EXTRACT =>
[Start]

Peter Symonds Charity

In addition to founding the school in Winchester, Peter Symonds left annual payments for a number of charitable purposes, including the poor of All Saint, Lombard Street and Chadwell in Essex.[20] Payments to Chadwell from this charity seem to have stopped around 1740, but in 1794, the rev William Herringham, rector of Chadwell, succeeded in obtaining £52 in arrears. Herringham and other local landowners increased the available funds which were then used to give clothing and coal to the poor.[21]

Buildings

The Sunspan house in Sandy Lane
In addition to the church, the listed buildings in Chadwell include Biggin Farmhouse, Chadwell House, Chadwell Place and Sleeper's Farm. In Sandy Lane there is one of the few examples of an Art Deco "Sunspan" house. This was designed by Wells Coates and exhibited at the Daily Mail Ideal Home Exhibition in 1934.[17]

Chadwell in the World War II

During the World War II, Chadwell was at risk from enemy action both because of its proximity to Tilbury Docks and because German bombers used the Thames to navigate to London. A number of buildings were destroyed or damaged in the Battle of Britain or the Blitz. As part of the air raid protection scheme for London, there was an anti-aircraft battery (designated N16) on former heathland just south of the Greyhound pub. There were also anti invasion fortifications erected in 1940–41 (for example a Tett turret).[22] Immediately after the end of the war, prefabs (pre-fabricated houses) were erected on the ground north of the church.[23]

Housing Estates and Facilities

Godman Road estate is Chadwell St Mary's main housing estate, which includes three high-rise flats. It is in the north and west part of Chadwell.

[End]

[Excerpts of location labeling data]
[Start]

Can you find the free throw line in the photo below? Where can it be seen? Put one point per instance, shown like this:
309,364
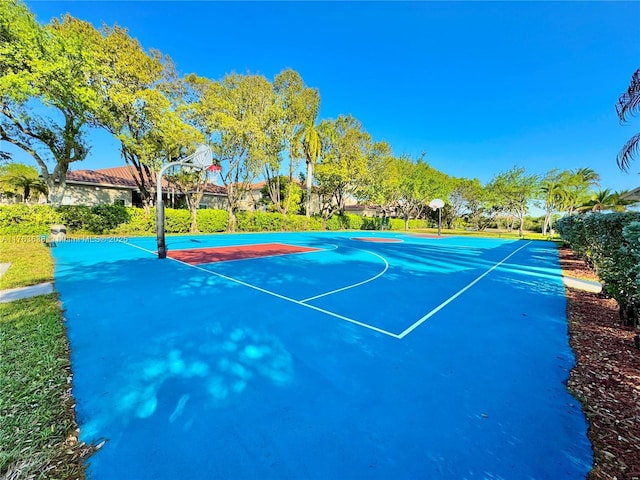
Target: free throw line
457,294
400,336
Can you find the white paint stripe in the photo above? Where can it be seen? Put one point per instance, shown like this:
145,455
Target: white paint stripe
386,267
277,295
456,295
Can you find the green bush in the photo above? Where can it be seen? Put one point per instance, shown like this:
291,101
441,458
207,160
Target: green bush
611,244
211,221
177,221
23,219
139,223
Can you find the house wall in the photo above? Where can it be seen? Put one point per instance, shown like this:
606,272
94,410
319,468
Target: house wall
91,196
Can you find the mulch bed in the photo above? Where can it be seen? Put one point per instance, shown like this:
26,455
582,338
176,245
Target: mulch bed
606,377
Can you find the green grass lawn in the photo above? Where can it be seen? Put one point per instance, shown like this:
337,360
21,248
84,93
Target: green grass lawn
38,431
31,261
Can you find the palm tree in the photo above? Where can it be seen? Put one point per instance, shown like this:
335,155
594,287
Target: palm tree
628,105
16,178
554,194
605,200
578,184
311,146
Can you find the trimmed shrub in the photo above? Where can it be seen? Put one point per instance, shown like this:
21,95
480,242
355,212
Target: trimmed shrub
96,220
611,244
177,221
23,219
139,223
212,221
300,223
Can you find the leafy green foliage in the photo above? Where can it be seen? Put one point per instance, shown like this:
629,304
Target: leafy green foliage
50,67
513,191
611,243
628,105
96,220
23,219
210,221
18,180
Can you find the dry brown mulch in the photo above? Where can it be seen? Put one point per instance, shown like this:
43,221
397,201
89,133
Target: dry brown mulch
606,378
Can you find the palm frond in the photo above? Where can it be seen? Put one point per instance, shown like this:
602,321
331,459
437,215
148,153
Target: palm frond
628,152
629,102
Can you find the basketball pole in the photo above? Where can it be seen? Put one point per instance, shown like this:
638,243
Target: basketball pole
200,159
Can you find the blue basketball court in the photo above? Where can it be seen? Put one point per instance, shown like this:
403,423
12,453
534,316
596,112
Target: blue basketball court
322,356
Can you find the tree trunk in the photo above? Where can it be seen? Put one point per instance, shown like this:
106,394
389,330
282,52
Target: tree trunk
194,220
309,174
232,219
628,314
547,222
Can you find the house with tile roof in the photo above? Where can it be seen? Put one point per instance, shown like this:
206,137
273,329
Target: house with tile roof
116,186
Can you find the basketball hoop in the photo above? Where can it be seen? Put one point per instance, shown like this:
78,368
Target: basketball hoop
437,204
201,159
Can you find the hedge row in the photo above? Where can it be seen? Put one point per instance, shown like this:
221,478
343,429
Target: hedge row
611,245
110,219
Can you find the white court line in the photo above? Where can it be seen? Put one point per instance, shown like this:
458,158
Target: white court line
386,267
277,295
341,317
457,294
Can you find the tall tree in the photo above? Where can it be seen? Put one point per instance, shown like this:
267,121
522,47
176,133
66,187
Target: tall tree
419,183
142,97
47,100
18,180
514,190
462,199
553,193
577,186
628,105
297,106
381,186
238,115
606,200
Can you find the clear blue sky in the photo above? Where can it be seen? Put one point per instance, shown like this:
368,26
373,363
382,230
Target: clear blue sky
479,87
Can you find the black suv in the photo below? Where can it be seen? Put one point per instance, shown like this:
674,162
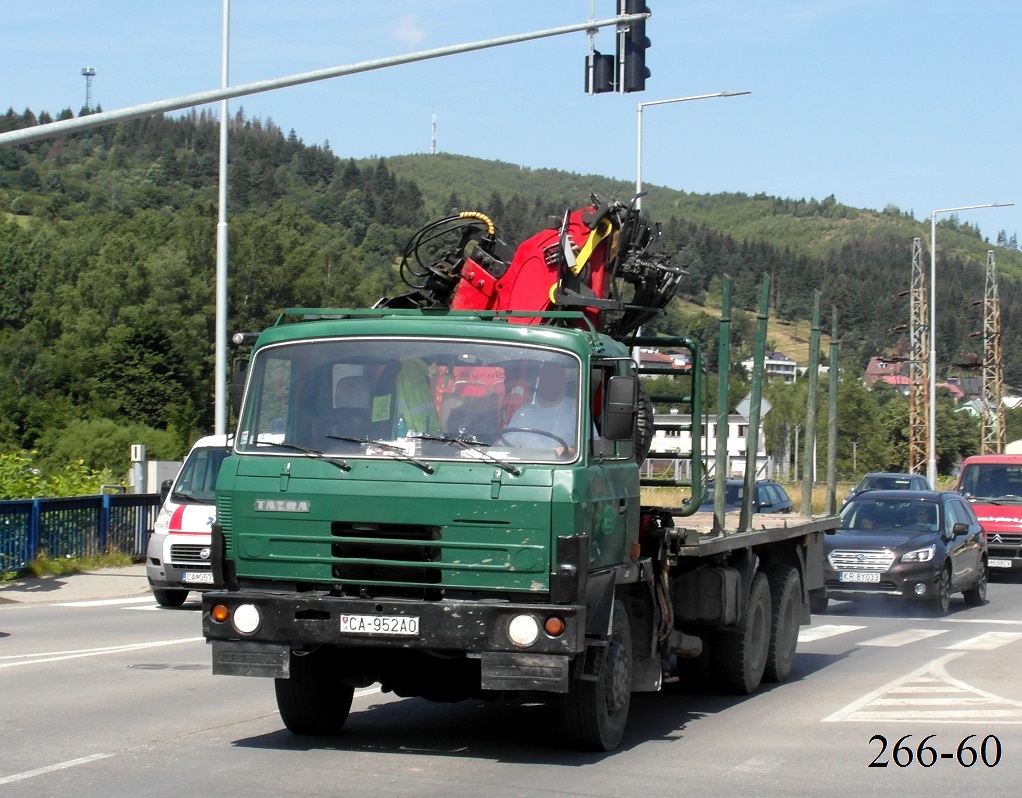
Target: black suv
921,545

[End]

SET TASKS =>
[a] Answer these questions using the Chadwell extract:
(i) How much in arrears did William Herringham obtain in 1794?
(ii) At which exhibition was the Sunspan house in Sandy Lane shown, and in what year?
(iii) How many high-rise flats does the Godman Road estate include?
[b] Reproduce the passage of the Chadwell extract starting with "Chadwell in the" and going on through "part of Chadwell.".
[c] According to the Chadwell extract, why was Chadwell at risk from enemy action during World War II?

RESULTS FOR EACH TASK =>
[a]
(i) £52
(ii) The Daily Mail Ideal Home Exhibition, in 1934
(iii) Three

[b]
Chadwell in the World War II

During the World War II, Chadwell was at risk from enemy action both because of its proximity to Tilbury Docks and because German bombers used the Thames to navigate to London. A number of buildings were destroyed or damaged in the Battle of Britain or the Blitz. As part of the air raid protection scheme for London, there was an anti-aircraft battery (designated N16) on former heathland just south of the Greyhound pub. There were also anti invasion fortifications erected in 1940–41 (for example a Tett turret).[22] Immediately after the end of the war, prefabs (pre-fabricated houses) were erected on the ground north of the church.[23]

Housing Estates and Facilities

Godman Road estate is Chadwell St Mary's main housing estate, which includes three high-rise flats. It is in the north and west part of Chadwell.

[c] Chadwell was at risk because it was close to Tilbury Docks. German bombers also used the Thames to navigate to London.